▸ **Work task**: Exact reproduction of the following data is required.

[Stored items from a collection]
= Beginning of Section =

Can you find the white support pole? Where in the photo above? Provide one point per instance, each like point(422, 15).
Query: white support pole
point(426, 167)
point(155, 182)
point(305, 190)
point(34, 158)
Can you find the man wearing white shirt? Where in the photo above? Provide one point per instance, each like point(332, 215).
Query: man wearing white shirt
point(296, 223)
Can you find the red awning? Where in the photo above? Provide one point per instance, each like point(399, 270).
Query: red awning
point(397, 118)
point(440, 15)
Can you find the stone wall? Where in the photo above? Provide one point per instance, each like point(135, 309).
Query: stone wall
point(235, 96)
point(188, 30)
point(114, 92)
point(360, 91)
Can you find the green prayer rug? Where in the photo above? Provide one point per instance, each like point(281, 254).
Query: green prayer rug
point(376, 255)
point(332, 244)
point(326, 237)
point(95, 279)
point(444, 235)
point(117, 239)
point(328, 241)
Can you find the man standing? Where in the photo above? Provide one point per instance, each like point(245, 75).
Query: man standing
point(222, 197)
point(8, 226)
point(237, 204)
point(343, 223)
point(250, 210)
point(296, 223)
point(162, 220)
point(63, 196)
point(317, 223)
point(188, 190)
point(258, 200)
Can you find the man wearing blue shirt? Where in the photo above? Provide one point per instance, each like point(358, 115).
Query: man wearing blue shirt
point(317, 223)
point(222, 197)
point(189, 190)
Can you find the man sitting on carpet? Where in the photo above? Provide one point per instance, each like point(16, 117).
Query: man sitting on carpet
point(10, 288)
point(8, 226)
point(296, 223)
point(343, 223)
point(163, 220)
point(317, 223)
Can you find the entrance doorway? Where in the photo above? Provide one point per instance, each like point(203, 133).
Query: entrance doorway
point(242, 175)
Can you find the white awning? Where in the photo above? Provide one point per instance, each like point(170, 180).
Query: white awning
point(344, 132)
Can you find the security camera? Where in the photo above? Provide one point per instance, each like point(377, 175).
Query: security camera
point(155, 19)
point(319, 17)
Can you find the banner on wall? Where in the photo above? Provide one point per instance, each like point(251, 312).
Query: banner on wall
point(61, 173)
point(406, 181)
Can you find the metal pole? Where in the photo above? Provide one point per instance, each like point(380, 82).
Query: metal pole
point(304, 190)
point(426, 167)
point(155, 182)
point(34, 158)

= End of Section =

▸ **Completed exercise**:
Can you find the white support pole? Where in the photo above? Provide one point per instance, each like point(422, 15).
Query: white support pole
point(426, 167)
point(155, 182)
point(305, 190)
point(34, 158)
Can you find the man wearing white shirt? Where in the photo above? Provide one point per instance, each like point(332, 215).
Query: man wearing white shirt
point(296, 223)
Can you find the red awning? Where in the photo above? Provide one point per instance, each like point(399, 270).
Query: red awning
point(397, 118)
point(440, 15)
Can you find the stone wall? Where in the photo above? Provide one point per instance, each like point(135, 309).
Query: stone wall
point(235, 96)
point(188, 30)
point(114, 92)
point(360, 91)
Can you find the green prayer rug? Where in the photo above? Provide one point per instance, each like point(281, 254).
Query: green prayer rug
point(376, 255)
point(332, 244)
point(326, 237)
point(95, 279)
point(444, 235)
point(117, 239)
point(328, 241)
Can you find the man standing? Where in the photo above? Provide one point per instance, each like point(245, 75).
Query: man standing
point(222, 197)
point(8, 226)
point(237, 204)
point(343, 223)
point(250, 210)
point(296, 223)
point(162, 220)
point(63, 196)
point(317, 223)
point(188, 190)
point(258, 200)
Can you find the man wearing blue shirt? Where in the photo above? Provide one point per instance, each like point(358, 115).
Query: man wearing blue shirt
point(317, 223)
point(222, 197)
point(189, 190)
Can you find the man sitting on carpet? Where in the photo above? Provide one point per instance, each like point(16, 117).
Query: man sitting on carpet
point(10, 288)
point(8, 226)
point(296, 223)
point(343, 223)
point(163, 220)
point(317, 223)
Can you find the entrance doorway? Where in the photo above? Provide one point per instance, each like point(203, 133).
Query: entrance doorway
point(242, 175)
Can you find the white awning? Where in the photo above? Provide one point per instance, each like point(170, 180).
Query: white awning
point(344, 132)
Can you find the security camera? Where in the photo above? Provide one point per instance, each like point(377, 175).
Query: security camera
point(155, 19)
point(319, 17)
Can you find the banner on wall? Where in the photo above? Provide one point per instance, each like point(251, 312).
Query: banner on wall
point(61, 173)
point(406, 181)
Can you find the metal pole? Where in the photo above? Provide one point per instance, each like point(380, 82).
Query: metal pole
point(304, 190)
point(426, 167)
point(155, 182)
point(34, 158)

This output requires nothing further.